EXTRACT:
.....

- Born: Arunachal Pradesh, India
- Citizenship: Indian
- Education: Graduated from Rajdhani College, Delhi University
- Occupations: Journalist, News Anchor

= Dibang =

Indian journalist

Dibang is a senior news anchor former host of daily prime-time show 'Jan Man' and weekly show 'Press Conference' on the Hindi news channel ABP News. A member of debate panels of the channel, he is rated among the best Hindi anchors in the industry today.

==Career==
He is the current anchor of ABP News and was the managing director of NDTV INDIA, a 24-hour Hindi news channel. As the Executive Editor, he was the launching face for NDTV India. Before joining NDTV, he worked for Aaj Tak, a 24-hour Hindi news channel. When Aaj Tak became a 24-hour channel, Dibang was the launching face.

Before joining television news, Dibang was a correspondent with The Sunday Times of India in New Delhi. He started his career in journalism with The Illustrated Weekly of India.

.....

DATA SHOWN:
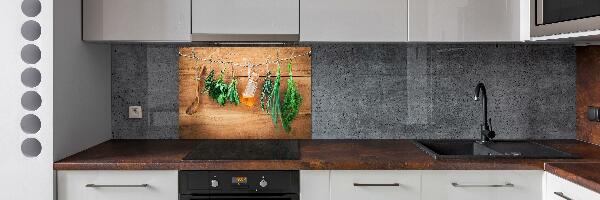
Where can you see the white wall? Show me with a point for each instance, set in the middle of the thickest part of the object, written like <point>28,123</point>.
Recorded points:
<point>82,109</point>
<point>22,177</point>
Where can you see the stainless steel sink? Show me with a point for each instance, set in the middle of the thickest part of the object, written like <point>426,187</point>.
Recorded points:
<point>470,149</point>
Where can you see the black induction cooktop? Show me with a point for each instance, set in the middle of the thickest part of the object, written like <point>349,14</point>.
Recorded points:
<point>245,150</point>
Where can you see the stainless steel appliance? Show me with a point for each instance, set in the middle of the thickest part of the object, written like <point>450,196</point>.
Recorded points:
<point>552,17</point>
<point>239,185</point>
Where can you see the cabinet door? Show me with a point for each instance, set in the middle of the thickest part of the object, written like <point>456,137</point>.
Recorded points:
<point>136,20</point>
<point>375,185</point>
<point>117,185</point>
<point>482,185</point>
<point>354,20</point>
<point>314,185</point>
<point>468,21</point>
<point>560,189</point>
<point>245,20</point>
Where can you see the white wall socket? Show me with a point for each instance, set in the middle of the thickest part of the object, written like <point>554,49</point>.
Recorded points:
<point>135,112</point>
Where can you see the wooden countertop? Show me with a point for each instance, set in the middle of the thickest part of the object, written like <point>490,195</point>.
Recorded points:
<point>314,155</point>
<point>584,174</point>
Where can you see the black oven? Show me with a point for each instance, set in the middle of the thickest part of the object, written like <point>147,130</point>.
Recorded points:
<point>554,11</point>
<point>554,17</point>
<point>238,185</point>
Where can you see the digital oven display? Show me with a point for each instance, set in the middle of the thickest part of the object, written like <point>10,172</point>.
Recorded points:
<point>239,180</point>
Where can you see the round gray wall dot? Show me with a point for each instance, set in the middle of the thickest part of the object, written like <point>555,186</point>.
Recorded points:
<point>31,100</point>
<point>31,77</point>
<point>31,147</point>
<point>31,8</point>
<point>31,54</point>
<point>31,30</point>
<point>31,124</point>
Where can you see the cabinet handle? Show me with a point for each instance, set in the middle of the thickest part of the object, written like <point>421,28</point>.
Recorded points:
<point>562,195</point>
<point>493,185</point>
<point>98,186</point>
<point>376,184</point>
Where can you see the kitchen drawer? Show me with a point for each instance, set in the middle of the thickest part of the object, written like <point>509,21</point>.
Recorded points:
<point>314,184</point>
<point>394,185</point>
<point>482,185</point>
<point>556,186</point>
<point>162,185</point>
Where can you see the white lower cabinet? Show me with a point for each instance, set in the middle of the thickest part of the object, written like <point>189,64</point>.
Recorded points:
<point>482,185</point>
<point>560,189</point>
<point>117,185</point>
<point>314,184</point>
<point>375,185</point>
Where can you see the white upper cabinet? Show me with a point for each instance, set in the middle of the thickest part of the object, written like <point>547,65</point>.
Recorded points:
<point>354,20</point>
<point>245,20</point>
<point>136,20</point>
<point>468,20</point>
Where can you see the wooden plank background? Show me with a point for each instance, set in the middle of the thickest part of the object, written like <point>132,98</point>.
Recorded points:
<point>213,121</point>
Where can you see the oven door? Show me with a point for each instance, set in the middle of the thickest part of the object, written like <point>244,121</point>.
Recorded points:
<point>241,197</point>
<point>552,17</point>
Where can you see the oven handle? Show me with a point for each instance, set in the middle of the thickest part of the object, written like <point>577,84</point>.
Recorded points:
<point>192,197</point>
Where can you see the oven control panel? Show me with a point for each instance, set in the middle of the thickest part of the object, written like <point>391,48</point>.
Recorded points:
<point>234,182</point>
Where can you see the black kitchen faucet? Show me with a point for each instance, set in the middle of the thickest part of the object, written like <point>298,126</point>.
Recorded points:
<point>487,134</point>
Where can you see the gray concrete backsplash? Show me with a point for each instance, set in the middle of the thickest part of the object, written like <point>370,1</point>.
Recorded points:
<point>383,91</point>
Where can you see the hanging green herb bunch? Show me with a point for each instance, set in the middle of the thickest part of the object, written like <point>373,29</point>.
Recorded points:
<point>274,97</point>
<point>232,94</point>
<point>218,90</point>
<point>291,103</point>
<point>265,94</point>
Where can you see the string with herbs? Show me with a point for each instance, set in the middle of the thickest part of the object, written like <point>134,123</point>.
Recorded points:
<point>291,103</point>
<point>274,97</point>
<point>265,94</point>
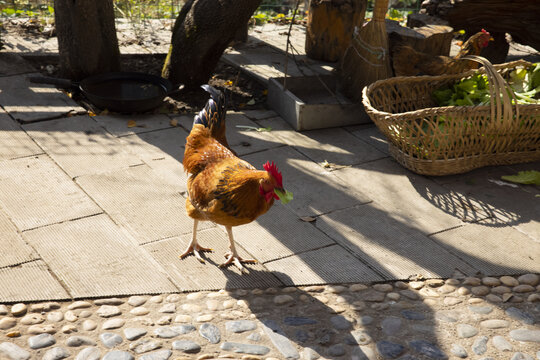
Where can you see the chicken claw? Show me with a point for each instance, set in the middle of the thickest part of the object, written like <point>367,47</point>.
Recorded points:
<point>232,258</point>
<point>195,251</point>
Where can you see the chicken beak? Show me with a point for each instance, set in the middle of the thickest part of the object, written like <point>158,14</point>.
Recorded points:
<point>283,195</point>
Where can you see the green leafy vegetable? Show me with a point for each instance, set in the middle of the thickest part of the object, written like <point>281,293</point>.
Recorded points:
<point>524,177</point>
<point>475,90</point>
<point>285,197</point>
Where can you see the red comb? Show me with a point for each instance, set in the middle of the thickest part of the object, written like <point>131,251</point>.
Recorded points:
<point>272,170</point>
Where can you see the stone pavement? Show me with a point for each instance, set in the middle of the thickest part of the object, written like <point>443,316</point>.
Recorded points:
<point>92,220</point>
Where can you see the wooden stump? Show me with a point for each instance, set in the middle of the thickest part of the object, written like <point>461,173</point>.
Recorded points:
<point>429,39</point>
<point>330,27</point>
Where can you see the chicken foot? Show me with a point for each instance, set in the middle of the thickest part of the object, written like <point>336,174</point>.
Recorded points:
<point>193,247</point>
<point>232,256</point>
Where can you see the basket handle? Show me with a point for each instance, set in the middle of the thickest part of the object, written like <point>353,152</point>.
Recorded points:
<point>379,10</point>
<point>500,109</point>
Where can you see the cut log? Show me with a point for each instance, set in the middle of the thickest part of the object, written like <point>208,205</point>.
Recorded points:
<point>330,27</point>
<point>429,39</point>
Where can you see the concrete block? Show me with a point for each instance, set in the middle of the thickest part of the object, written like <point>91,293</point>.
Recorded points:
<point>313,102</point>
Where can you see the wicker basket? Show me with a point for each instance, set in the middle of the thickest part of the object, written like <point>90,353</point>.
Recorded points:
<point>470,137</point>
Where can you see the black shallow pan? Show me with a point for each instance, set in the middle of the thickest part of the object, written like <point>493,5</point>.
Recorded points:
<point>124,92</point>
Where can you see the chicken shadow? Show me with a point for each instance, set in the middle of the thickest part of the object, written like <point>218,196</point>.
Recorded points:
<point>335,321</point>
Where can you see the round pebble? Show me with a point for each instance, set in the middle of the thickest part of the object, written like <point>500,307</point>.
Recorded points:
<point>70,316</point>
<point>3,309</point>
<point>7,323</point>
<point>55,316</point>
<point>113,324</point>
<point>494,324</point>
<point>75,341</point>
<point>79,305</point>
<point>480,290</point>
<point>41,341</point>
<point>458,351</point>
<point>509,281</point>
<point>56,353</point>
<point>89,325</point>
<point>491,281</point>
<point>140,311</point>
<point>480,345</point>
<point>466,331</point>
<point>19,309</point>
<point>383,287</point>
<point>524,288</point>
<point>110,340</point>
<point>283,299</point>
<point>446,289</point>
<point>501,343</point>
<point>472,281</point>
<point>136,301</point>
<point>529,279</point>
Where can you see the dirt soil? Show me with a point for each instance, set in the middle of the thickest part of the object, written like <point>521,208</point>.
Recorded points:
<point>241,91</point>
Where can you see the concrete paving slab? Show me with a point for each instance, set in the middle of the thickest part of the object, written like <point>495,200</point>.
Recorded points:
<point>36,192</point>
<point>141,201</point>
<point>94,257</point>
<point>163,151</point>
<point>13,64</point>
<point>316,191</point>
<point>28,102</point>
<point>14,142</point>
<point>411,198</point>
<point>14,250</point>
<point>335,145</point>
<point>279,233</point>
<point>493,249</point>
<point>370,134</point>
<point>30,282</point>
<point>80,146</point>
<point>393,248</point>
<point>329,265</point>
<point>122,125</point>
<point>508,204</point>
<point>189,274</point>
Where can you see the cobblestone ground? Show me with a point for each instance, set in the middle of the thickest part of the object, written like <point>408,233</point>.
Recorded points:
<point>475,318</point>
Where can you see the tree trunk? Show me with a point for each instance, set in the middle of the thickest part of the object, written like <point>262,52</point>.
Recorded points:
<point>87,42</point>
<point>202,31</point>
<point>330,27</point>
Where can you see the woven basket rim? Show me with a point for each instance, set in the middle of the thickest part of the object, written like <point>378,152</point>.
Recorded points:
<point>400,79</point>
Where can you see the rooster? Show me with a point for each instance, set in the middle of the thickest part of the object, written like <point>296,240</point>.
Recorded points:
<point>409,62</point>
<point>223,188</point>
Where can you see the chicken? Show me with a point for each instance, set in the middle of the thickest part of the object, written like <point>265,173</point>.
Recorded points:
<point>223,188</point>
<point>409,62</point>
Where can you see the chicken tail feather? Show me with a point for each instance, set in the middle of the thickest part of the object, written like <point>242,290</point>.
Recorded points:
<point>213,114</point>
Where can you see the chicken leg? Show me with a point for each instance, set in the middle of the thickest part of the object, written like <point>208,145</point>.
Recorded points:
<point>232,256</point>
<point>193,246</point>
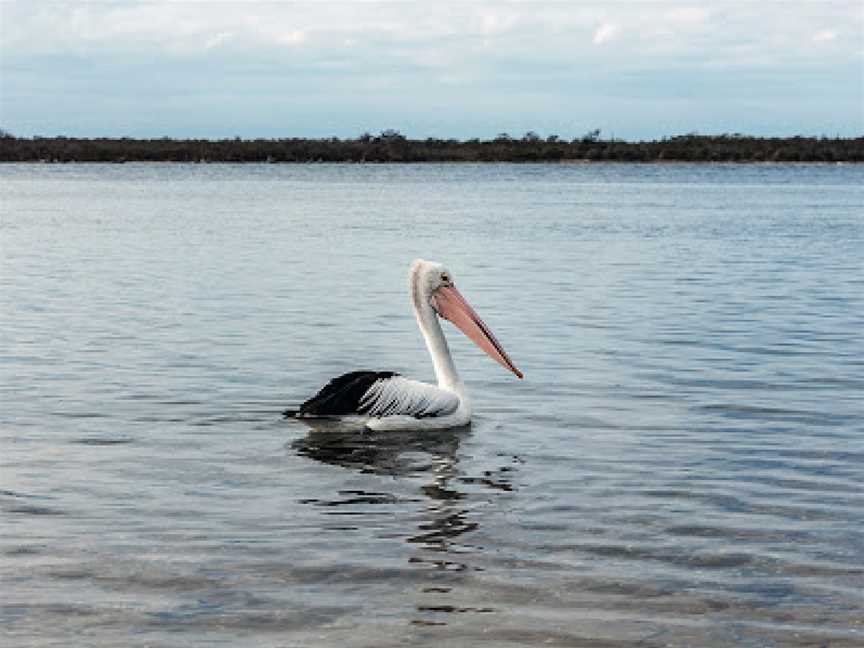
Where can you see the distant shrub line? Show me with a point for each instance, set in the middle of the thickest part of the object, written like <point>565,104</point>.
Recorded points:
<point>392,146</point>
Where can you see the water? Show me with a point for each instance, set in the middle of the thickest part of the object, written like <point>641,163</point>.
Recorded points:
<point>682,466</point>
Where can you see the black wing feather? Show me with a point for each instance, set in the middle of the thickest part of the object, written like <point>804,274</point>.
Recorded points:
<point>342,395</point>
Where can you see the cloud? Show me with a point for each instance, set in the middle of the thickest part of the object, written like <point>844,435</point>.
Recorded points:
<point>605,32</point>
<point>688,15</point>
<point>471,68</point>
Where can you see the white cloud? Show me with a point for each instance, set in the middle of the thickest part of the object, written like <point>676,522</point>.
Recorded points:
<point>605,32</point>
<point>295,37</point>
<point>217,40</point>
<point>688,15</point>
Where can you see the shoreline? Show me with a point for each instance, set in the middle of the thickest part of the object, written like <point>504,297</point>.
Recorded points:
<point>392,147</point>
<point>439,162</point>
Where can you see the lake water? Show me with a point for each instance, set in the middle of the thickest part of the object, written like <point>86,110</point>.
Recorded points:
<point>682,466</point>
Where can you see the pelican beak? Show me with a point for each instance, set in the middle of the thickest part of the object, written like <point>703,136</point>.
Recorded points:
<point>451,305</point>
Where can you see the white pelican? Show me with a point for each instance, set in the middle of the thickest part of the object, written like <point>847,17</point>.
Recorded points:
<point>384,400</point>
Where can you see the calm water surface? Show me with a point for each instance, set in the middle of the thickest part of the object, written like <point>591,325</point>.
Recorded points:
<point>682,466</point>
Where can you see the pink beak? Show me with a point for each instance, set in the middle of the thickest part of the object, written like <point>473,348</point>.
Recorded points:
<point>451,305</point>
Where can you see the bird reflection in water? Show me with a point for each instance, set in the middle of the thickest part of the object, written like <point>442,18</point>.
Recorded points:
<point>430,455</point>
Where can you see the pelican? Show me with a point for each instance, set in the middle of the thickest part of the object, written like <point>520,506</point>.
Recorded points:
<point>384,400</point>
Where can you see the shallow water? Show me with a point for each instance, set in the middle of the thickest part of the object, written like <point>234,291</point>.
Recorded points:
<point>682,466</point>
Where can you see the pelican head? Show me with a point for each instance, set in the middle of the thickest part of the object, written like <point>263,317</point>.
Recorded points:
<point>432,283</point>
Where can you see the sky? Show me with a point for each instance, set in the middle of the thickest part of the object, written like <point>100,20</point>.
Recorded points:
<point>641,69</point>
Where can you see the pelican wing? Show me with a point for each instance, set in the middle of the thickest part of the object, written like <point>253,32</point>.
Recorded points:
<point>398,396</point>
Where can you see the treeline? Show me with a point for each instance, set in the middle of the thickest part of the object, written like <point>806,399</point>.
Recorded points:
<point>392,146</point>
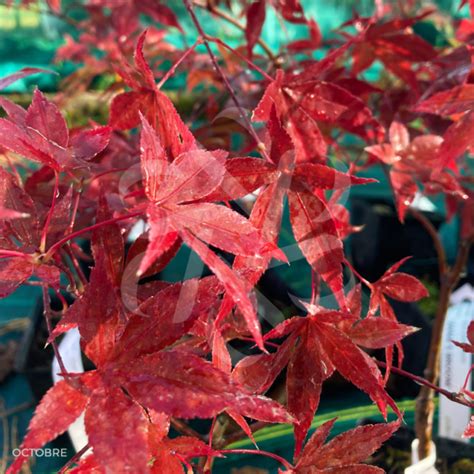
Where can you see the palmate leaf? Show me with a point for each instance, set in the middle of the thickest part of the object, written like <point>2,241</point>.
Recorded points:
<point>345,452</point>
<point>318,238</point>
<point>186,386</point>
<point>325,345</point>
<point>41,134</point>
<point>117,430</point>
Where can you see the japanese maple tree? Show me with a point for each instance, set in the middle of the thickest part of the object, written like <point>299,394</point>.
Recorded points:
<point>276,129</point>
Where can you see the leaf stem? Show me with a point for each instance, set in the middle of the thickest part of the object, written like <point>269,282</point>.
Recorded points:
<point>430,228</point>
<point>240,56</point>
<point>175,66</point>
<point>215,63</point>
<point>453,396</point>
<point>44,233</point>
<point>225,16</point>
<point>74,459</point>
<point>47,318</point>
<point>73,235</point>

.....

SET TASK A:
Answer these about the Dibang profile:
(i) Which college did Dibang graduate from?
(ii) What two shows did he host on ABP News?
(iii) At which publication did he start his career in journalism?
SET TASK B:
Give a continuation of the Dibang profile, picking up right after its last sentence.

TASK OUTPUT A:
(i) Rajdhani College, Delhi University
(ii) 'Jan Man' and 'Press Conference'
(iii) The Illustrated Weekly of India

TASK OUTPUT B:
He anchored the first-ever hour-long Hindi debate show on television, Muqabla on NDTV India. At the Indian Television Academy Awards 2006, Muqabla won the Best Talk Show Award. This was the first time a Hindi chat show had won such an award in a category consisting mostly of English shows.

Dibang has won many awards for his anchoring and documentaries. He also acted in an Italian film directed by Italo Spinelli. He has worked for several foreign television networks, including SBS and ABC of Australia, NHK of Japan and RAI

Dibang recently acted in the Hindi film Madras Cafe, in which he played an ex-RAW agent.

A graduate from University of Delhi, Dibang grew up in Arunachal Pradesh in north-east India.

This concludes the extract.